Object point labels:
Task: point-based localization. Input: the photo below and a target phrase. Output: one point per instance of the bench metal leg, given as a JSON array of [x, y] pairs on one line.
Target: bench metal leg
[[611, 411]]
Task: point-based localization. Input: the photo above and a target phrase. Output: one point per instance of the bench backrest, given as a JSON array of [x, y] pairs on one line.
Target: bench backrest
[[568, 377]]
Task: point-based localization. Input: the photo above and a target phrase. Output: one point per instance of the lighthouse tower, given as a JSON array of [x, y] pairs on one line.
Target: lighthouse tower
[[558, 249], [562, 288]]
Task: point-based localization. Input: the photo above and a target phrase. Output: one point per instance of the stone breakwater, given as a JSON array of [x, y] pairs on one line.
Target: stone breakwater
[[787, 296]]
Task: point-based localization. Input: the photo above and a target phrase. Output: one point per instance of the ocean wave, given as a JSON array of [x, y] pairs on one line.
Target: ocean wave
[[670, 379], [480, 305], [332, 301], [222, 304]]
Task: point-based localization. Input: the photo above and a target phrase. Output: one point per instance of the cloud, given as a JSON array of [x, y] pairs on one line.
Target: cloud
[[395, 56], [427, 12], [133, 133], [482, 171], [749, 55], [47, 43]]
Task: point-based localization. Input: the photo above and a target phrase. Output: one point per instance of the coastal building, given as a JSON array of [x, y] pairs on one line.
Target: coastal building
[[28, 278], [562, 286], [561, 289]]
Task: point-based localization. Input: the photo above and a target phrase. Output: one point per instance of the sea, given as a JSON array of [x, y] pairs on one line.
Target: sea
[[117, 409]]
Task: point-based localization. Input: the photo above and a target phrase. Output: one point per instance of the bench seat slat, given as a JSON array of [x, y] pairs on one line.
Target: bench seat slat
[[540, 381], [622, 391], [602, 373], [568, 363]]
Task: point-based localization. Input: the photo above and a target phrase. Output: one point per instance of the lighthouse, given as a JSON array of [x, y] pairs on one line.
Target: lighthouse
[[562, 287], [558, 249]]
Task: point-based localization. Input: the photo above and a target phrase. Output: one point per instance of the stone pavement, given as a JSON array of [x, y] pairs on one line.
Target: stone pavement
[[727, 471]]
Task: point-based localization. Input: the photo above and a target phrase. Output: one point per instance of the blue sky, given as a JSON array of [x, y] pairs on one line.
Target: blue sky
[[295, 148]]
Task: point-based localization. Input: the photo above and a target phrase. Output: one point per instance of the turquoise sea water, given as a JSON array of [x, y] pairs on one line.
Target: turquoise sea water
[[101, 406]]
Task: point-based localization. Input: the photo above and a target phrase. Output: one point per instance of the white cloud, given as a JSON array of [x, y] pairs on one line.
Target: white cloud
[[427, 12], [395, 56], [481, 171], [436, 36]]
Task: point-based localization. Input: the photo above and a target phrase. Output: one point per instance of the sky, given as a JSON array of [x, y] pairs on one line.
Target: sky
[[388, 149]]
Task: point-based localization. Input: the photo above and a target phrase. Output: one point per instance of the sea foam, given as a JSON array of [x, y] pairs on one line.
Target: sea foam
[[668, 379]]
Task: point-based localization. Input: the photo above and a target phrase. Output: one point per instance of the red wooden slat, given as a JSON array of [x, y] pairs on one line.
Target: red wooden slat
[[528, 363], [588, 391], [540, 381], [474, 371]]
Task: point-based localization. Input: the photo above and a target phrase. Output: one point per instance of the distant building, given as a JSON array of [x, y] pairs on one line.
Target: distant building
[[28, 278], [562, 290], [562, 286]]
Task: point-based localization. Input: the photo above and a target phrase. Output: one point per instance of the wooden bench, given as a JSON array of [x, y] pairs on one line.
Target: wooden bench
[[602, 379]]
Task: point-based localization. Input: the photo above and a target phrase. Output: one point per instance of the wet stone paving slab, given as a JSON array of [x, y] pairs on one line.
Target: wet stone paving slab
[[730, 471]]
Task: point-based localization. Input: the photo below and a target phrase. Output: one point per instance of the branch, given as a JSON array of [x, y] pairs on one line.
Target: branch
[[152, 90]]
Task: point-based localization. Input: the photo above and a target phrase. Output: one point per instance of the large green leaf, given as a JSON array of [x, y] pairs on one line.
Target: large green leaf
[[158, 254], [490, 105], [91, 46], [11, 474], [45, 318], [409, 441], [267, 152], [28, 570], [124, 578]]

▶ _PROBLEM REQUIREMENTS_
Copy every entry above without changing anything.

▶ _COMPLETED EXERCISE_
Task: point-based localization. Input: the photo below and a target phrase. Output: one point per instance of the bench metal leg, given as a JSON array of [x, y] pairs on one line.
Target: bench metal leg
[[611, 411]]
Task: point-based localization. Input: the photo above and a target phrase. Output: one point per instance of the bench backrest, given as a JSON array of [x, y] pairs on one line.
Target: bench backrest
[[568, 377]]
Task: point-based localization. Input: the photo above and a target phrase. Output: one point per instance of the lighthouse tower, given as a JSON array of [x, y] pairs on one line.
Target: lighthouse tower
[[558, 249], [562, 288]]
Task: point-based localization. Input: the photo above and a target phrase. Output: one point per instance of the stone breakwater, given as a JSON array of [x, y] pairs on one line.
Target: stone breakwater
[[787, 296]]
Task: point-based localization. Input: the photo above and a target phrase. Output: one point per instance of the ocean wave, given as a JSON array of [x, y] pairs on one line.
Target: ocean wave
[[670, 379], [480, 305], [332, 301], [222, 304]]
Task: point-based localization. Input: the photo above and a target phrase. Output: one point per instance of the cloud, given as a JSON array of [x, y] pairs on one line.
Target: cloud
[[395, 56], [427, 12], [133, 133], [482, 171], [749, 55], [47, 43]]
Task: point-based localization. Input: the photo above and a target phrase. Output: one point per instance of the coastal building, given as a JSON array of [x, y] pairs on one line.
Target: coastal building
[[28, 278], [562, 286], [561, 289]]
Task: point-based localization. Input: the photo above and a target phrase. Output: one point per instance of the sea, given as a JSON array of [x, y] pairs on one line.
Target: sea
[[117, 409]]
Task: point-based localization. Input: the photo above and a target phrase. Output: one point per instance of the bench seat slat, given as a JSON array of [x, y] pairs on one line.
Target: bench seat slat
[[540, 381], [622, 391], [602, 373], [568, 363]]
Task: point-based localization. Input: the photo above and a target phrase. Output: one point per instance of the lighthouse, given as a JSON array of [x, y] pairs on one line.
Target: lighthouse
[[562, 287], [558, 249]]
Task: point-based localization. Input: the photo above and a target phrase. Output: one point per instance of the stone pavement, given as a JSON array of [x, y] pairs on one line.
Target: stone pavement
[[727, 471]]
Task: point-based localization. Input: the photo above and a target phrase. Output: one point per instance of the blue sky, given as a JSON array of [x, y] pairs on one line.
Target: blue sky
[[295, 148]]
Task: point-based localization. Input: the photo above and a target phrase. Output: one point per instance of the turquoise sea water, given as a JSON array of [x, y] pairs on one line.
Target: turquoise sea water
[[101, 406]]
Task: point-based localization. Input: the photo above and a target phrase. Output: one point per instance of the white cloud, given as a JSON array of [x, y] pairs on one line.
Target: white cloud
[[427, 12], [395, 56], [481, 171], [436, 36]]
Task: point-based localization. Input: the photo above and a target phrase. Output: one point per instance of the sky, given as a JSON array of [x, y] pairs on one line.
Target: sky
[[388, 149]]
Task: point-based localization. Input: the photo above and a target phrase. Output: one point per instance of the sea foam, given as a JSON array of [x, y] pairs on one line.
Target: sea foam
[[668, 379]]
Task: point-based localization. Input: the photo above and a target phrase. Output: one point per instance of the red wooden slat, given as a JSON array of [x, y] pairs on one line.
Target: red wooden slat
[[528, 363], [588, 391], [540, 381], [474, 371]]
Task: point-based localization. Input: the photo above and a target phrase. Output: one point per instance of the distant building, given as a JSON array of [x, y] pairs on one line.
Target: distant building
[[28, 278], [562, 290], [562, 286]]
Task: point-based localization. Input: the photo above and a target phrase. Output: one point per instance of the wooden bench, given as a JSON array of [x, y] pairs on one line.
Target: wooden bench
[[602, 379]]
Task: point-based localization. Input: the photo above and a target phrase. Output: one point per instance of the wet stone paving slab, given as a JSON array of [x, y] pairs on one line.
Target: wet stone paving slab
[[730, 471]]
Task: point-based localization. Input: the photo below and a target phrase. Output: one point per instance of the branch, given as a JSON array of [x, y] pairs on one line.
Target: branch
[[152, 90]]
Task: point-based localization. Input: the photo above and a target phrase. Output: one point per instance of the large green leaf, given as a JSON array of [x, y] pairs on one line.
Target: large green leaf
[[158, 254], [490, 105], [91, 46], [11, 474], [45, 318], [409, 441], [267, 152], [28, 570], [124, 578]]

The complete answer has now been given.